Task input.
###
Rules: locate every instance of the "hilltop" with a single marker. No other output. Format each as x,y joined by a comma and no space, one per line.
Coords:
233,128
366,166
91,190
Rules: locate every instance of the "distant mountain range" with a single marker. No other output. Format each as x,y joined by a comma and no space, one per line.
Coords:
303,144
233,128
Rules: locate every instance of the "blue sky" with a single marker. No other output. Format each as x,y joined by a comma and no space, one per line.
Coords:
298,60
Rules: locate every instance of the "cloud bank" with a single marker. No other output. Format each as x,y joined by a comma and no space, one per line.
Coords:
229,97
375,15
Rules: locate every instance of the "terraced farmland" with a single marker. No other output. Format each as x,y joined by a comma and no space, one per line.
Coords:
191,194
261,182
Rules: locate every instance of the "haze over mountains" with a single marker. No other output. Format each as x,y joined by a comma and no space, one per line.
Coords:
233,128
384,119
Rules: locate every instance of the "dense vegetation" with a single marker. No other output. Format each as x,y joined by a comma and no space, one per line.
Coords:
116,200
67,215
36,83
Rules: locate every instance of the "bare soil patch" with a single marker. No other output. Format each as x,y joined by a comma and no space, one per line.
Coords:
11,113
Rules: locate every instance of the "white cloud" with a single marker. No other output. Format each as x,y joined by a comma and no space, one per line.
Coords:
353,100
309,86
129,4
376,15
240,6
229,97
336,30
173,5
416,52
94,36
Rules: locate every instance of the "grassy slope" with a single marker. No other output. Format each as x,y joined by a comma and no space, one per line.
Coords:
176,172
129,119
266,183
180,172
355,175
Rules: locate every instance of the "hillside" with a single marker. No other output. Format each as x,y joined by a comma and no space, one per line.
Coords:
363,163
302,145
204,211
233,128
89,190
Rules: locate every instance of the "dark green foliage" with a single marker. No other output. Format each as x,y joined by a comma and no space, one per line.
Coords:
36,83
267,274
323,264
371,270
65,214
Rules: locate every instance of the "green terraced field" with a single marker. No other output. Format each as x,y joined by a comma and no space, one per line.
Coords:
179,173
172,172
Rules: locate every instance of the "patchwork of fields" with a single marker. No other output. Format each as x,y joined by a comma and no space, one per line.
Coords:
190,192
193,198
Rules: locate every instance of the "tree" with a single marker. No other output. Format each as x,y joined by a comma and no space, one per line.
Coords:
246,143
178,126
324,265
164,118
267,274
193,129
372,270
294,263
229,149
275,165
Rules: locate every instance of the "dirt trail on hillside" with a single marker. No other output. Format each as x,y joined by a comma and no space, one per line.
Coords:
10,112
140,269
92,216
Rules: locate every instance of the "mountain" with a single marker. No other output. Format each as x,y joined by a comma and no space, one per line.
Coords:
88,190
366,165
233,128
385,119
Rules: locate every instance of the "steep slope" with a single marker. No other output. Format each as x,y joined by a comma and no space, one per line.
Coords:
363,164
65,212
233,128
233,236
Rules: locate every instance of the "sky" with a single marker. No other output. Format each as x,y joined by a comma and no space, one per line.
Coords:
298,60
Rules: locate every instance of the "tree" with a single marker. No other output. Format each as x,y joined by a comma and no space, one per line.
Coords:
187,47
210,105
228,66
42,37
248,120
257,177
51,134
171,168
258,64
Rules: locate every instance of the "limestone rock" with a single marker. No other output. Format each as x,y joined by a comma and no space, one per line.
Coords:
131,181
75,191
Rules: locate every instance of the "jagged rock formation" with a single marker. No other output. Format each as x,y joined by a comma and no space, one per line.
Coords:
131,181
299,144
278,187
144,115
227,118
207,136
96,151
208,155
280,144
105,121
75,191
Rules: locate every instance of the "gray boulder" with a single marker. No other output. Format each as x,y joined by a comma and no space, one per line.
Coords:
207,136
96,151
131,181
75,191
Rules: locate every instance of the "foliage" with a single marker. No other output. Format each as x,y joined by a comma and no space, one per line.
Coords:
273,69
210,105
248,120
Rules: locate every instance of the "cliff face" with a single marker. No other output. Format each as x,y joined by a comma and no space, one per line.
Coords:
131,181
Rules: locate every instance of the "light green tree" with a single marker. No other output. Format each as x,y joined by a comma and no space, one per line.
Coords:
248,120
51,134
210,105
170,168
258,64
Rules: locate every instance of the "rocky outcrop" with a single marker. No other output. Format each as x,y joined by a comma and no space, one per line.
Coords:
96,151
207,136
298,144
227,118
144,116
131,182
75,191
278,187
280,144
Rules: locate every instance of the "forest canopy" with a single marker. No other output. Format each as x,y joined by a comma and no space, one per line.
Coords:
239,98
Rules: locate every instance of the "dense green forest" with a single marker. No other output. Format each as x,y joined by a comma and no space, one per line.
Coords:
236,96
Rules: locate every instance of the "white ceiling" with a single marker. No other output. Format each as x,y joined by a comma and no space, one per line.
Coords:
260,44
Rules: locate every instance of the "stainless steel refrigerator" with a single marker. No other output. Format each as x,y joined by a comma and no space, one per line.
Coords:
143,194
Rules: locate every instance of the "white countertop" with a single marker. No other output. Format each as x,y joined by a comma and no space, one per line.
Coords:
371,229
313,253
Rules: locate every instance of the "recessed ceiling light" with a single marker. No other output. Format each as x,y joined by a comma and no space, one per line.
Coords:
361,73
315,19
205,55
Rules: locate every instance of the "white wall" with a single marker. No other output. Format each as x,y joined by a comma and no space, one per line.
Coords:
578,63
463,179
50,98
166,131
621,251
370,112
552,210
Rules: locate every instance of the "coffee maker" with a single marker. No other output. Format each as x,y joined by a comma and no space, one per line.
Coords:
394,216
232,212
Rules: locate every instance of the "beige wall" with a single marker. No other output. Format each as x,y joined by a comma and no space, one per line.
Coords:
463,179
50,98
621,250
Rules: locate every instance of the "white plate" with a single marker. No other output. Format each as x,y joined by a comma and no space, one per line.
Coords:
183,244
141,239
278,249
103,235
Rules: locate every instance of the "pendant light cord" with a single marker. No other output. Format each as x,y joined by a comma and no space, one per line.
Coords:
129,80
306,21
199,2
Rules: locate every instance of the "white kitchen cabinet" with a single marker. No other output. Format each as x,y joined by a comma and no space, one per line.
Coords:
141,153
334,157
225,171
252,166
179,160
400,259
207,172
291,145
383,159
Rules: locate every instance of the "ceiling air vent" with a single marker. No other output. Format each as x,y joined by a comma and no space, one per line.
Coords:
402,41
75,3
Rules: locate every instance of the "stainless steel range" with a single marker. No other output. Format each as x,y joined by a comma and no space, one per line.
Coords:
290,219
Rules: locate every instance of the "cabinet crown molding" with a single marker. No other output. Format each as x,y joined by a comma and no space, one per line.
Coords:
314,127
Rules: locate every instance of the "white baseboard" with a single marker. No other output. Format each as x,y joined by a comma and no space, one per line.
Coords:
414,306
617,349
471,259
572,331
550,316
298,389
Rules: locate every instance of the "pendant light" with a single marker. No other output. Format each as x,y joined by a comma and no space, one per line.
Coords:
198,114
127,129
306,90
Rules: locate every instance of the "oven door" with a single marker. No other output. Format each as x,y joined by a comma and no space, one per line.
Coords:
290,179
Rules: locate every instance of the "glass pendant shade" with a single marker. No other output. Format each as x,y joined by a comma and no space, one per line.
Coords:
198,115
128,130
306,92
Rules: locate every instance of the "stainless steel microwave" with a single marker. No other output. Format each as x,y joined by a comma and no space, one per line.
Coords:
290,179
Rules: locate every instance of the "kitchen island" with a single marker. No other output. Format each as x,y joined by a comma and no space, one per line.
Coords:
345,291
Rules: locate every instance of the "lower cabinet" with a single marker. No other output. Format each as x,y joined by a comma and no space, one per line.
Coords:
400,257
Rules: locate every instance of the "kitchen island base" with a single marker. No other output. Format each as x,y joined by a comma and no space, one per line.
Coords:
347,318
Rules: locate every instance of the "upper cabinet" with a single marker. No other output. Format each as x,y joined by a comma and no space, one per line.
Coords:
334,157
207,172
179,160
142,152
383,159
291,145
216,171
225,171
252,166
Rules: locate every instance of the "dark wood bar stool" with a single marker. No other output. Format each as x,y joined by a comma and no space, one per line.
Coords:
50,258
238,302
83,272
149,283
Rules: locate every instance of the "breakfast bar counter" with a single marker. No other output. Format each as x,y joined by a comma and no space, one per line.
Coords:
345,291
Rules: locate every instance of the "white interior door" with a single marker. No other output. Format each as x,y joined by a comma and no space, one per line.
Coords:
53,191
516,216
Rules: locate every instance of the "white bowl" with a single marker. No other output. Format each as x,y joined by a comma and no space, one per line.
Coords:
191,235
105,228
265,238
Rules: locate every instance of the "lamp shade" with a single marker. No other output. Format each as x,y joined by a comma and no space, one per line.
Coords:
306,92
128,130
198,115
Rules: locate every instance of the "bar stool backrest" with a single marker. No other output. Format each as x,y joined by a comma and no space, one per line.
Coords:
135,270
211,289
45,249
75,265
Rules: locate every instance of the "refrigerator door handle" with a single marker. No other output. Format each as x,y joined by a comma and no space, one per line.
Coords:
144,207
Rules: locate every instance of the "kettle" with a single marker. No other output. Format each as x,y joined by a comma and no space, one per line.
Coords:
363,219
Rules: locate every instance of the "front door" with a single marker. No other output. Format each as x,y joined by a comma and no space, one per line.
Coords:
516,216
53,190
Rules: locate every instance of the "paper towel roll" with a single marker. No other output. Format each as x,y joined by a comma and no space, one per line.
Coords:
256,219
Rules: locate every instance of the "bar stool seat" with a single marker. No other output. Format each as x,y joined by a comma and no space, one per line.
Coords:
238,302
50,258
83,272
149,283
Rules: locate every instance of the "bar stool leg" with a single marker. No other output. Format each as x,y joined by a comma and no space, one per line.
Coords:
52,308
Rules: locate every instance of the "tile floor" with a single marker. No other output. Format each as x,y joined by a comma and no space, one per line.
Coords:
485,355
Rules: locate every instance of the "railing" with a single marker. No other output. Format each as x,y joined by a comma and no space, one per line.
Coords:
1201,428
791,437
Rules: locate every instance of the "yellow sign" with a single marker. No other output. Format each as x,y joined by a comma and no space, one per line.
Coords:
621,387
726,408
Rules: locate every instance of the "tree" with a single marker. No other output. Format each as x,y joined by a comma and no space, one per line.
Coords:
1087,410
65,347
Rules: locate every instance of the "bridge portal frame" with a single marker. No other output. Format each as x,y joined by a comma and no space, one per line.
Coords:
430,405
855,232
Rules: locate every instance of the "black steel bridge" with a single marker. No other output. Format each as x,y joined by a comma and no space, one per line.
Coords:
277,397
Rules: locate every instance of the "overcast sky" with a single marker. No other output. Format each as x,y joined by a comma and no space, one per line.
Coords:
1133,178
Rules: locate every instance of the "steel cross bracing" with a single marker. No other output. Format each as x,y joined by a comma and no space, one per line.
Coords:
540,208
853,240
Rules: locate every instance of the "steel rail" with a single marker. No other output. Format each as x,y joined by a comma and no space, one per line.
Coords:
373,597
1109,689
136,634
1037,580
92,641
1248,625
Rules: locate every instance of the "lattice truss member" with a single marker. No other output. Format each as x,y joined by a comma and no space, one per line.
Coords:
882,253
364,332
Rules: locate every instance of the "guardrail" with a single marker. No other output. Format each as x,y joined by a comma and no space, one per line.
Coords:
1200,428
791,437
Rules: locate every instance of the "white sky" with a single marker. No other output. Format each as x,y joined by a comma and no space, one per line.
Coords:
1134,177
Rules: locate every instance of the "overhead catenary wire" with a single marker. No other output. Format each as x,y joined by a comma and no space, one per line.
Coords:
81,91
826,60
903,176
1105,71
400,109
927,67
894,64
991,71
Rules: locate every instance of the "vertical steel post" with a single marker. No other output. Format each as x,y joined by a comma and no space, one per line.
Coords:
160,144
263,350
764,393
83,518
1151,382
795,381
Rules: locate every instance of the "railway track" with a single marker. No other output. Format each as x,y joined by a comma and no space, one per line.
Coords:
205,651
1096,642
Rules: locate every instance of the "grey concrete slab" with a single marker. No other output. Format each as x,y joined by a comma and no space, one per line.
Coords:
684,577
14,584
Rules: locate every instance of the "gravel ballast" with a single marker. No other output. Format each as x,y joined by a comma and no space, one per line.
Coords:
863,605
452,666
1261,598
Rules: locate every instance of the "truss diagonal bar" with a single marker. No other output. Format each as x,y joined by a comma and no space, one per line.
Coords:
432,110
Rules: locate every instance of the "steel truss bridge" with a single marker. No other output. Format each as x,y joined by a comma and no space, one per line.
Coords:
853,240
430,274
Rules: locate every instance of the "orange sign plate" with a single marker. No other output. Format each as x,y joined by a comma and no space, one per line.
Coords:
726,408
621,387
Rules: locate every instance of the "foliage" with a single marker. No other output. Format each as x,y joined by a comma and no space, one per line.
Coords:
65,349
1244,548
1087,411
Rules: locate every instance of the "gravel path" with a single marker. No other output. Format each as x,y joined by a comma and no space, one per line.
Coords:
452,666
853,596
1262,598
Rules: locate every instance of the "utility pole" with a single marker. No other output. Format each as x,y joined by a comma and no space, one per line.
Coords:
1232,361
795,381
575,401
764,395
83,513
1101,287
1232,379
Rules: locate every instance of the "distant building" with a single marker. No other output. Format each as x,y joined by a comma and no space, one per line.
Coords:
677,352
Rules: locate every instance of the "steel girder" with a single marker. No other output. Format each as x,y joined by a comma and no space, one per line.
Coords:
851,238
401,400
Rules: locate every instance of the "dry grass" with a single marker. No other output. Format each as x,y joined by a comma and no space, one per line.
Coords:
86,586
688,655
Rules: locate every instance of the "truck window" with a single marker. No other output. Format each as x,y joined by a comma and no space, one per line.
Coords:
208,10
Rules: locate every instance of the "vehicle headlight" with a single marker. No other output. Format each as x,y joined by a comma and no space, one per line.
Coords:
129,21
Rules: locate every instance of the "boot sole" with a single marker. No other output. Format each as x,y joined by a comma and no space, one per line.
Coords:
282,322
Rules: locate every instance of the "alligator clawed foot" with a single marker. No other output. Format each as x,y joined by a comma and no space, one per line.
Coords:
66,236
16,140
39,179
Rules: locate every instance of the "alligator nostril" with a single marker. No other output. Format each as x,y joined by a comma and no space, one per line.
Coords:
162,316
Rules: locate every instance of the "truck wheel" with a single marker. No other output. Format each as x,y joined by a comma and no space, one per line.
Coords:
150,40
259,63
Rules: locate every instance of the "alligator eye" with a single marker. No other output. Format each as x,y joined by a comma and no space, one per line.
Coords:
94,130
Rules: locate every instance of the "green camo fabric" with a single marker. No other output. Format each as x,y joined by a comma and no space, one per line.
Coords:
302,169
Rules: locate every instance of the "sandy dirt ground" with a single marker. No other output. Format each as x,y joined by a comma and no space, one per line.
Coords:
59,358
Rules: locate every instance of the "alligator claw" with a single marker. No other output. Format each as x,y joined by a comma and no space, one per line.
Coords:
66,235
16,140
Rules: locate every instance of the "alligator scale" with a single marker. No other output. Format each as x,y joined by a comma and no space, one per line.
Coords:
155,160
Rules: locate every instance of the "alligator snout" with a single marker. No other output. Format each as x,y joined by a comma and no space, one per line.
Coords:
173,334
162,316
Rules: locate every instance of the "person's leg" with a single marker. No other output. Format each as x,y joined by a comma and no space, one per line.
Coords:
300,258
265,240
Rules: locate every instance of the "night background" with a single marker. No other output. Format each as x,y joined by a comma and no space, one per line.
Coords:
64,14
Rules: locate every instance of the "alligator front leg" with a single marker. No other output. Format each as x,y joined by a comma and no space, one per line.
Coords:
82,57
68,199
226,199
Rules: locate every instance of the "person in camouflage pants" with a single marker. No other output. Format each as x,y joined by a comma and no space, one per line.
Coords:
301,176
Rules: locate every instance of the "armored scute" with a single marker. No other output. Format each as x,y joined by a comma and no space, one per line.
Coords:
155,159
###
Work to be completed. Find every line in the listing that contains the word "door", matching case, and copy each of those lines.

Exercise response.
Rules: locate every instance of the "oven door" with a single marker. No other output. Format each as x,y joined by a comma and no space, one per line.
Rules: locate every instance of the "white interior door" with a single marker. No other output. Format each as x,y joined by a comma and no space, one per line.
Rules: locate every instance of the "refrigerator door handle" with a single marker. No other output. Format each as x,y joined by a comma and no space, one per line.
Rules: locate every instance of the "front door" with a single marker. No other output. Format each as x,y joined by a comma and no space, one per line.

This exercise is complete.